**Exercise:** Below is a set of records; restate each one word for word.

**The input:**
============================================================

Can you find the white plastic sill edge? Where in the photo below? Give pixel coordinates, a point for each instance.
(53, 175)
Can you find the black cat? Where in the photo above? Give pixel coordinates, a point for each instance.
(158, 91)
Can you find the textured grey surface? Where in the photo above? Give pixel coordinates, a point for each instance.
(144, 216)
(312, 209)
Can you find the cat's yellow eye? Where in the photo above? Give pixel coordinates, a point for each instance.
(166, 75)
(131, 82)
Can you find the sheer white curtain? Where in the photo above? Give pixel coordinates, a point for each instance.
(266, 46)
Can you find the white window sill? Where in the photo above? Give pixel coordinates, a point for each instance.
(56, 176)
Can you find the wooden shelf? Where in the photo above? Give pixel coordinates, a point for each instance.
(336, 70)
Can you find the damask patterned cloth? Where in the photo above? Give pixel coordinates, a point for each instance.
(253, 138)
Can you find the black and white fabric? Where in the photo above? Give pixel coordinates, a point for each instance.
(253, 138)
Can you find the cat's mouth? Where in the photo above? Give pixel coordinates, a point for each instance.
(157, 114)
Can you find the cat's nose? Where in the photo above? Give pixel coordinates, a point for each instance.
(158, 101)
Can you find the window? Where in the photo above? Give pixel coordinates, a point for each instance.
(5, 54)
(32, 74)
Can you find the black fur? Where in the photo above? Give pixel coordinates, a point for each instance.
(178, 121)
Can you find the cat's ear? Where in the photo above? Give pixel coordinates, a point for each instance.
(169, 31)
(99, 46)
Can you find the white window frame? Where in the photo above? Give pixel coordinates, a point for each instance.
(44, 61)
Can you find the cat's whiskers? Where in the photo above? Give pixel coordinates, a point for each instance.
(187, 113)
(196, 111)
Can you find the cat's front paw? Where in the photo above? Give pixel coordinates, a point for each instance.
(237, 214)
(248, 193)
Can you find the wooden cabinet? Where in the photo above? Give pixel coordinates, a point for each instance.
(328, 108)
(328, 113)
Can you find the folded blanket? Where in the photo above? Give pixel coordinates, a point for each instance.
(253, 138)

============================================================

**Task output:**
Can you find the white plastic sill edge? Where in the photo below? Give pixel coordinates, a point for each instance.
(53, 175)
Can you find the black cat? Where in the photo above? Give pixel coordinates, a point for each instance.
(158, 91)
Can you find the textured grey surface? Where in the photo above? Give pixel coordinates, a point for each instance.
(144, 216)
(312, 209)
Can you find the cat's yellow eye? Where in the photo above? Give pixel coordinates, a point for each instance.
(166, 75)
(131, 82)
Can you find the sheer white curtain? Where in the photo above? Give pixel coordinates, a point for each instance.
(266, 46)
Can you find the white window sill? Where in the photo above? Give pixel coordinates, a point for each instance.
(56, 176)
Can you find the wooden shelf? Where in the photo above? Give pixel coordinates, a point for each instance.
(336, 70)
Can you find the damask patterned cloth? Where in the photo above? Give pixel coordinates, a point for each instance.
(253, 138)
Can you find the black and white fabric? Where in the photo above? Give pixel coordinates, a point for each instance.
(253, 138)
Can you find the cat's mouth? Where in the photo above? Give pixel coordinates, a point for each instance.
(157, 114)
Can you find the cat's nose? Where in the photo above? Give pixel coordinates, a point for each instance.
(158, 101)
Can you find the window? Where in the photo above? Give pixel coordinates, a point for each instance.
(5, 54)
(32, 74)
Can you find the black fur? Where in the photo above? Give pixel coordinates, a point for each instance.
(178, 121)
Can you find the cat's ear? Where in the photo above? Give pixel coordinates, a point for each instance.
(169, 31)
(99, 46)
Can you find the white window frame? Where in the photo above? Give pixel coordinates, a point for each instance.
(44, 61)
Can you find the cat's whiskers? Where in the photo above? Give pixel coordinates, a point for each instance.
(187, 113)
(196, 111)
Can you find the cat's front paw? Where in the photo above? Give pixel coordinates, a point for each instance.
(237, 214)
(248, 193)
Can you find the wooden cabinet? Where in the photo above? Give pixel coordinates, a point for each instance.
(328, 108)
(328, 113)
Can you find the folded blanket? Where in the photo above? Give pixel coordinates, a point for each instance.
(253, 138)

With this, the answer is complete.